>> START READING PASSAGE

Since we last emailed, I was able to consult with Professor Dobric and the Registrar, Bruce Correll. Due to the strong demand for Math 467, you will not be able to take the course this semester. Math 467 is a requirement for Analytical Finance Graduate Students, therefore it is important that they are the first group of students enrolled in the course.

Professor Dobric uses a priority ranking to enroll students in the course: graduate students in the Analytical Finance program are first, then other PhD students, other masters students, then undergraduate students. He has a working wait-list for undergraduate students. You are currently on that list, however there are other undergraduate students above you as well. All undergraduate students have been told that they will not be able to take the course the fall 2008 semester. This priority ranking process is consistent with rules and procedures for graduate level courses.

Professor Dobric, Carl Moses, and the entire Committee for the Standing of Students understand your interest in the course. However, due to the large demand in the Analytical Finance Program, interest for the course by PhD and Master level graduate students, and its current over-enrollment, undergraduate students will not be able to take it this fall.

I know you are disappointed by this answer. If you want to discuss this any further, I would be the appropriate person for you to contact.

Dean Lantz

***

Essentially, I'm frustrated and a bit hurt that the professor of this course told me to wait for a friend to sign up, and when that moment came around, both my friend and I were denied entry.

So now, I'm looking to other routes. Due to my information systems engineering background (which is like industrial engineering+applied computer science, and I went out on a limb and filled out my coursework by taking whatever undergrad probability I could find), the chairman of the finance department told me that an MFE at Lehigh would waste my time if I took the undergraduate/graduate finance courses (investments and corporate finance next semester, then HOPEFULLY stochastic programming, derivatives, and global finance the semester afterwards)--provided I learned stochastic calculus, as that was essentially the huge kicker.

>> END READING PASSAGE
>> START DATASET EXCERPTS

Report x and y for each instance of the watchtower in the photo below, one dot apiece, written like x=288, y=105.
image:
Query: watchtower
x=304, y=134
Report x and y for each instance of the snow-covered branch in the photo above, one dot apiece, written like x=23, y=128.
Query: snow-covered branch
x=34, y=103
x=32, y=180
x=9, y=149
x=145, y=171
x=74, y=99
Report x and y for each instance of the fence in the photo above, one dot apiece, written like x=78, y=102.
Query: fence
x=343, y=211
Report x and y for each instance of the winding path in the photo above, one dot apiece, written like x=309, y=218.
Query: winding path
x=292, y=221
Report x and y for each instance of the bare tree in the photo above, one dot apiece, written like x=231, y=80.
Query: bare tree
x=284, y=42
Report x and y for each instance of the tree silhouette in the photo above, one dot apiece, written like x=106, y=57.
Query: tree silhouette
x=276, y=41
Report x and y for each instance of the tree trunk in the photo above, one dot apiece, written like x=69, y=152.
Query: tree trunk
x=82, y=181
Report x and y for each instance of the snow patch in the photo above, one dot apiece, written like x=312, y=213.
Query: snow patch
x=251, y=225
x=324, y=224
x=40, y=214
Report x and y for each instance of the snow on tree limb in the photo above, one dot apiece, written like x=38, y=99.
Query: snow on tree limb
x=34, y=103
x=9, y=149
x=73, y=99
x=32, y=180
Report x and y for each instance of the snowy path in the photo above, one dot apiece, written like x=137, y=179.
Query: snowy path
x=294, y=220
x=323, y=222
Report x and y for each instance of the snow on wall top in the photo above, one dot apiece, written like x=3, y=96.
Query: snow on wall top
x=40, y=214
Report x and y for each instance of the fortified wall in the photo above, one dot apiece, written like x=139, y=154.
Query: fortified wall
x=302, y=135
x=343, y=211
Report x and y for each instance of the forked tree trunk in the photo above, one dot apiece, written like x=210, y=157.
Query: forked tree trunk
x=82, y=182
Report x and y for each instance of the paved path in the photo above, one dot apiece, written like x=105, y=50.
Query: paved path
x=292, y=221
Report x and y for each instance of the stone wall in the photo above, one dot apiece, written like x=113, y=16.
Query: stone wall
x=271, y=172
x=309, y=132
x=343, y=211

>> END DATASET EXCERPTS

■ **GIVEN REQUEST 1**
Answer these questions about the text on Math 467 enrollment, one line each:
(a) Who is the Registrar?
(b) In Professor Dobric's priority ranking, which group comes right after graduate students in the Analytical Finance program?
(c) What did the chairman of the finance department call "essentially the huge kicker"?
■ **GIVEN REQUEST 2**
Continue the text on Math 467 enrollment, starting after its final sentence.

■ **EXERCISE ANSWER 1**
(a) Bruce Correll
(b) Other PhD students
(c) Learning stochastic calculus

■ **EXERCISE ANSWER 2**
So now I'm stuck looking like an idiot--more advanced than most undergraduates, but slightly subprime compared to a formal MFE student, despite having a significant amount of coursework (optimization models, random processes, planning on stochastic programming, advanced numerical methods, global finance, and derivatives).

Due to the fact that I'm a terrible politician, I honestly feel that my chances among the mass of undergraduates that apply for analyst positions at Wall Street is lower than it should be.

Are there any free and good textbooks online for stochastic calculus, like Introduction to Probability by Grinstead and Snell works for Random Processes?
 
Due to the fact that I'm a terrible politician, I honestly feel that my chances among the mass of undergraduates that apply for analyst positions at Wall Street is lower than it should be.

Are there any free and good textbooks online for stochastic calculus, like Introduction to Probability by Grinstead and Snell works for Random Processes?

From everything you've written on these forums, it seems like your time may be better spent working on your resume, job interview skills, and networking. I'll say you have a very strong background, but you have no self-confidence.
 
Try and sit through some of the lectures. Professors at my college allowed us to sit through other courses' lectures. We just couldn't get credit or take the tests. Try to be more creative. Not everyone needs formal schooling to be sucessful.
 
You can find copies of Shreve's book online for fairly cheap, 50 bucks or less, but if you're wedded to stuff that's free and online, I've got a few links.

Here a few course notes that basically make up a course in stochastic calc:

http://www.math.nyu.edu/faculty/goodman/teaching/StochCalc2007/index.html

Prof. Goodman's notes (at the bottom of the page) are pretty good, they basically make up a pretty comprehensive course.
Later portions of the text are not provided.